## BRANO DI LETTURA
-=-=-
La matematica mi ha sempre appassionato. Ma non è una tradizione di famiglia: mia madre è economista e mio padre istruttore di sci! Ma io da sempre trovo la logica affascinante in ogni ambito: da piccola trovavo facile la matematica, dovevo capire ogni cosa, amavo la bellezza della sensazione di trovare soluzioni. Inizialmente avevo scelto le lingue perché più "utili". Pur avendo una passione incredibile per la matematica, c’era stato un dubbio, anche per una questione di stipendio più alto. Dopo un mese a Lingue ho fatto un test e ho preso un voto molto alto: da lì ho capito che il mio mondo era quello e mi sono trasferita a Matematica. Ho studiato alla Petrozavodsk State University, dove mi sono laureata e, dato che il corso di programmazione era obbligatorio per i matematici, ho conseguito anche l’abilitazione per l’insegnamento di matematica ed informatica.

Anche se la maggior parte delle donne sceglie la matematica per darsi all'insegnamento, per me non è stato così. Dopo la laurea ho lavorato per un anno in una scuola superiore, insegnando alle ragazze che avevano scelto come materia la matematica. Poi sono stata chiamata dall’università dove avevo studiato, mi hanno proposto un posto di assistente per la cattedra di Matematica alla facoltà di Informatica, facendo il pre-corso per PhD. Ad un certo punto ero indecisa se continuare la carriera accademica, che trovavo un po’ noiosa: ero tentata di lasciarla per qualcosa di più dinamico.
-=-=-
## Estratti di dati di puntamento
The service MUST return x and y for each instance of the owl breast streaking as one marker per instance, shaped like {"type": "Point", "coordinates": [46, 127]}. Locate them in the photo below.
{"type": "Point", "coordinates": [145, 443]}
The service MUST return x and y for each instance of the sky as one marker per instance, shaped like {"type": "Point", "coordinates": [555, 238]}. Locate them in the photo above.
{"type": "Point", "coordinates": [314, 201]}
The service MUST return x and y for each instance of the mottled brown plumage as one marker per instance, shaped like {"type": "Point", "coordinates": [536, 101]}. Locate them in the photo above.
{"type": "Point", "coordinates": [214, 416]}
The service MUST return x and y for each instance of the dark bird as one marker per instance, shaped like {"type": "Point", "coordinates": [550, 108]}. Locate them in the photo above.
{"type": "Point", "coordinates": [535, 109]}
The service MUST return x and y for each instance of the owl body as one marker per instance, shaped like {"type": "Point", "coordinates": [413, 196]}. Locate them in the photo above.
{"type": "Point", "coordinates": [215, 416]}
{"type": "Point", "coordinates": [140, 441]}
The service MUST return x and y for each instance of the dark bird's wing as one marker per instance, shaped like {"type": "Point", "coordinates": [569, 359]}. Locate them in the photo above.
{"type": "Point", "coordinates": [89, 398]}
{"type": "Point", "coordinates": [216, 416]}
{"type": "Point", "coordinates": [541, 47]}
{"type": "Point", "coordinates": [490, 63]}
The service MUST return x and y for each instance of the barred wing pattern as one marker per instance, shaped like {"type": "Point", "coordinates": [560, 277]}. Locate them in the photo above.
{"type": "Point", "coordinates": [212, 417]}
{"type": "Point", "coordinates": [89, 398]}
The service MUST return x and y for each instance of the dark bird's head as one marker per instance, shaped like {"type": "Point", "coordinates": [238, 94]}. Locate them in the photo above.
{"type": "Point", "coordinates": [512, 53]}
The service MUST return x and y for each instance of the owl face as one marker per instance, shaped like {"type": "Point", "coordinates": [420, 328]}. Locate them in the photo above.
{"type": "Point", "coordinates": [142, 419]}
-=-=-
Elenca tutte le discipline di studio citate nel brano sulla passione per la matematica. Basati unicamente sul brano per rispondere.

## RISPOSTA SCRITTA
- Matematica
- Lingue
- Programmazione
- Informatica